Every line of the data below should be repeated exactly, and no picture should be copied.

----

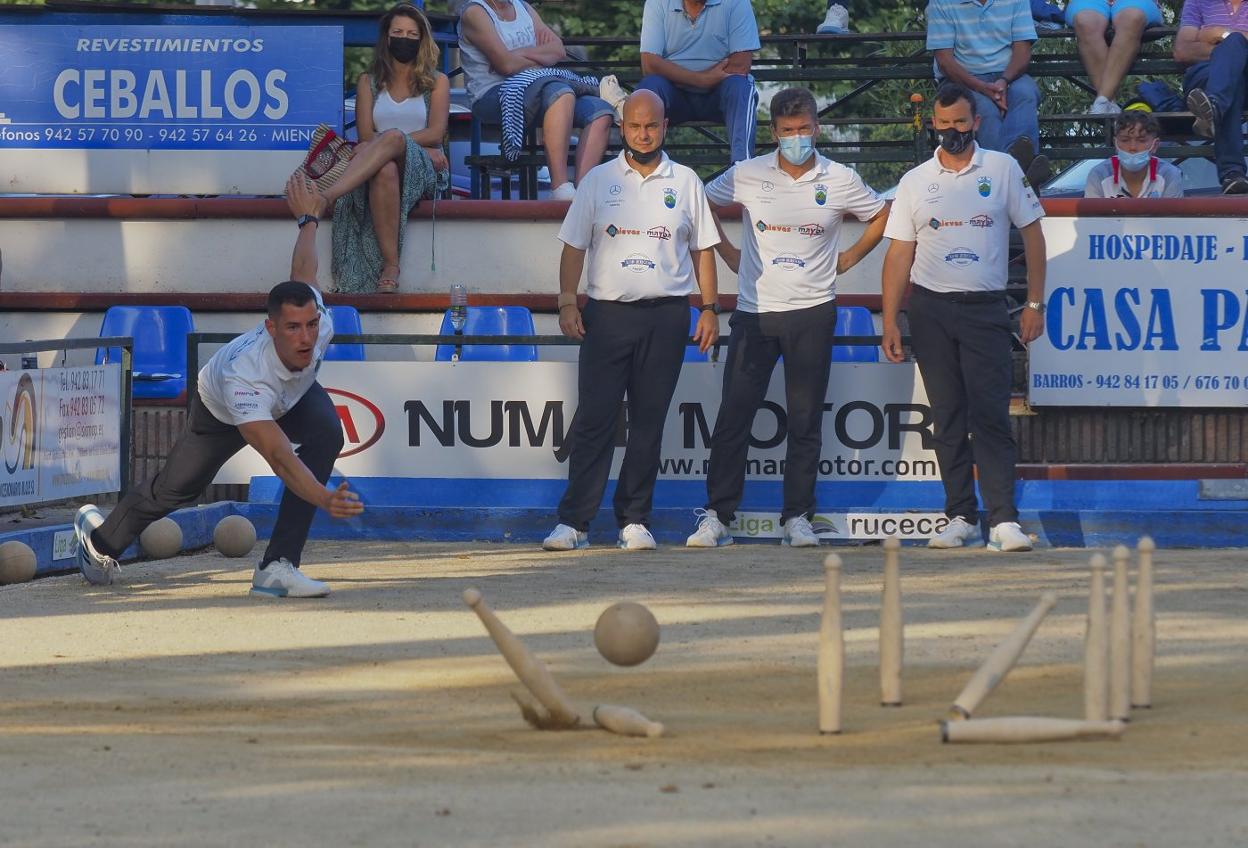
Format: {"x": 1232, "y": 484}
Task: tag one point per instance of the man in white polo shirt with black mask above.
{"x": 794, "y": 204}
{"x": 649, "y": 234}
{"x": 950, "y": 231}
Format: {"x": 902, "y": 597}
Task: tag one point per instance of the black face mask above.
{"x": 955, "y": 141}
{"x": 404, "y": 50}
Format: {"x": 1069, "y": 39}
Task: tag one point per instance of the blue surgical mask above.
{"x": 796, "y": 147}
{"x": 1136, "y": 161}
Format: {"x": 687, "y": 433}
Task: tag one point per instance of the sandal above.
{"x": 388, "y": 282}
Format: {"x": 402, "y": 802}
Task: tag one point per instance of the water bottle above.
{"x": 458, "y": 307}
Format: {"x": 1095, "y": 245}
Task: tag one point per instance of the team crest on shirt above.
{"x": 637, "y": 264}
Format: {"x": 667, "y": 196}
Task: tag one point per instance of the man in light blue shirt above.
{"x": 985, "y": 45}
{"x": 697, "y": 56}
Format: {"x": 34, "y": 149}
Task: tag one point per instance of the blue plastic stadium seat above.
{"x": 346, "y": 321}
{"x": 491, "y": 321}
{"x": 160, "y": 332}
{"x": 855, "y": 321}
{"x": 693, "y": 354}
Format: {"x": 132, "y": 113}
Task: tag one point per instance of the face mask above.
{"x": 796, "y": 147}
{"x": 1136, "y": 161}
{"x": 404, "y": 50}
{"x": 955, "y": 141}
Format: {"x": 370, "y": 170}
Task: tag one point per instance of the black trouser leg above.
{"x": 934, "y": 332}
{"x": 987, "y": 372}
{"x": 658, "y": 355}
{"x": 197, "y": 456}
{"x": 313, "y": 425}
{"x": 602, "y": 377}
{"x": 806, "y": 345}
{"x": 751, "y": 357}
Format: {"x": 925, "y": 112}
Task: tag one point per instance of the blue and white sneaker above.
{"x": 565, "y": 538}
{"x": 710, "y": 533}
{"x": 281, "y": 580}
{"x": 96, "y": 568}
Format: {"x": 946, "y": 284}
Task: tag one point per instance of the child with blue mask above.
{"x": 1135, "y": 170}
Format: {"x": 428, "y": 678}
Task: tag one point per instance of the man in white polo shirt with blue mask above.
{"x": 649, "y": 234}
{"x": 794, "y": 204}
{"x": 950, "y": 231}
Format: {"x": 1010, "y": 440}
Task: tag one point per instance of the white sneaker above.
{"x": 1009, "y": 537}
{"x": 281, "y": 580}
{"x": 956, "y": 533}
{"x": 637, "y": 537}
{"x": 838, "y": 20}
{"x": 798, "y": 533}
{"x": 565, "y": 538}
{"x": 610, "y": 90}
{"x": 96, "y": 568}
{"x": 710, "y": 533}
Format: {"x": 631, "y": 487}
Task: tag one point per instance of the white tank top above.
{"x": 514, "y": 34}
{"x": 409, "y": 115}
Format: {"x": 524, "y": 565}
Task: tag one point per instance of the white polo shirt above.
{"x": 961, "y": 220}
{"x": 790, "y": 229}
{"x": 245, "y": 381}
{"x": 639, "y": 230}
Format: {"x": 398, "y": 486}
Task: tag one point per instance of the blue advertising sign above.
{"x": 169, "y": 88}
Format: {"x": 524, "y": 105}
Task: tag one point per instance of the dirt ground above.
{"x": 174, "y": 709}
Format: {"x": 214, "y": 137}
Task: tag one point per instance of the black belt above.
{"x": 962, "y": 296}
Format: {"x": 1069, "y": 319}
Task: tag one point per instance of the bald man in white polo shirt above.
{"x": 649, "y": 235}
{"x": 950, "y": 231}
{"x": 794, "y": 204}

----

■ Solution to the exercise ■
Format: {"x": 1232, "y": 484}
Task: tag one point per instance of the man in white polo shirt with black mask above.
{"x": 794, "y": 204}
{"x": 649, "y": 234}
{"x": 950, "y": 231}
Format: {"x": 902, "y": 597}
Task: tag one point per instance of the black face mask above.
{"x": 955, "y": 141}
{"x": 404, "y": 50}
Format: {"x": 1069, "y": 39}
Task: tag one point per instance of the blue surgical mask above.
{"x": 796, "y": 147}
{"x": 1136, "y": 161}
Format: {"x": 687, "y": 433}
Task: tag one point per instance of the sandal above.
{"x": 388, "y": 282}
Format: {"x": 402, "y": 802}
Task: tag one point per instance of the water bottle above.
{"x": 458, "y": 307}
Format: {"x": 1095, "y": 245}
Task: tag one point per instance of the team crest on shirt above.
{"x": 637, "y": 264}
Format: {"x": 667, "y": 196}
Task: tag one point per instance of the man in light blue shirt above.
{"x": 985, "y": 45}
{"x": 697, "y": 56}
Format: {"x": 34, "y": 149}
Task: tag one point per instance of the blue plastic stadium seat above.
{"x": 346, "y": 321}
{"x": 491, "y": 321}
{"x": 160, "y": 332}
{"x": 855, "y": 321}
{"x": 693, "y": 354}
Format: {"x": 132, "y": 113}
Task: tag one point per instance of the face mask above.
{"x": 796, "y": 147}
{"x": 1136, "y": 161}
{"x": 404, "y": 50}
{"x": 955, "y": 141}
Format: {"x": 370, "y": 170}
Task: tag one point per instance of the black trouser leg above.
{"x": 934, "y": 332}
{"x": 987, "y": 372}
{"x": 658, "y": 355}
{"x": 197, "y": 456}
{"x": 313, "y": 425}
{"x": 602, "y": 377}
{"x": 806, "y": 345}
{"x": 751, "y": 357}
Format: {"x": 925, "y": 112}
Task: tag one point per instance of the blue and white sneaker above.
{"x": 565, "y": 538}
{"x": 710, "y": 533}
{"x": 281, "y": 580}
{"x": 96, "y": 568}
Format: {"x": 946, "y": 284}
Task: tag one point per instance of the child with blue mask above.
{"x": 1135, "y": 170}
Format: {"x": 428, "y": 678}
Task: tag one point per instance of the man in white polo shirt with blue mask above.
{"x": 649, "y": 234}
{"x": 794, "y": 204}
{"x": 950, "y": 231}
Format: {"x": 1010, "y": 440}
Task: tag one point per instance of the white sneaker above.
{"x": 1009, "y": 537}
{"x": 281, "y": 580}
{"x": 956, "y": 533}
{"x": 637, "y": 537}
{"x": 838, "y": 20}
{"x": 798, "y": 533}
{"x": 565, "y": 538}
{"x": 610, "y": 90}
{"x": 96, "y": 568}
{"x": 710, "y": 533}
Format: {"x": 631, "y": 487}
Task: tag one point per instance of the white tank top above.
{"x": 514, "y": 34}
{"x": 409, "y": 115}
Format: {"x": 524, "y": 565}
Task: tag one point per instance of the white polo shirt above.
{"x": 961, "y": 220}
{"x": 790, "y": 229}
{"x": 245, "y": 381}
{"x": 639, "y": 230}
Format: {"x": 398, "y": 486}
Task: tag one point per instance of the blue advertising sign above.
{"x": 169, "y": 88}
Format: {"x": 524, "y": 105}
Task: tag one point per instance of the dirt ground above.
{"x": 174, "y": 709}
Format: {"x": 214, "y": 137}
Task: tag one point per instance of the black belt above.
{"x": 962, "y": 296}
Format: {"x": 1069, "y": 319}
Task: tag one point per instance of the bald man in white polo shirt above.
{"x": 649, "y": 235}
{"x": 950, "y": 231}
{"x": 794, "y": 204}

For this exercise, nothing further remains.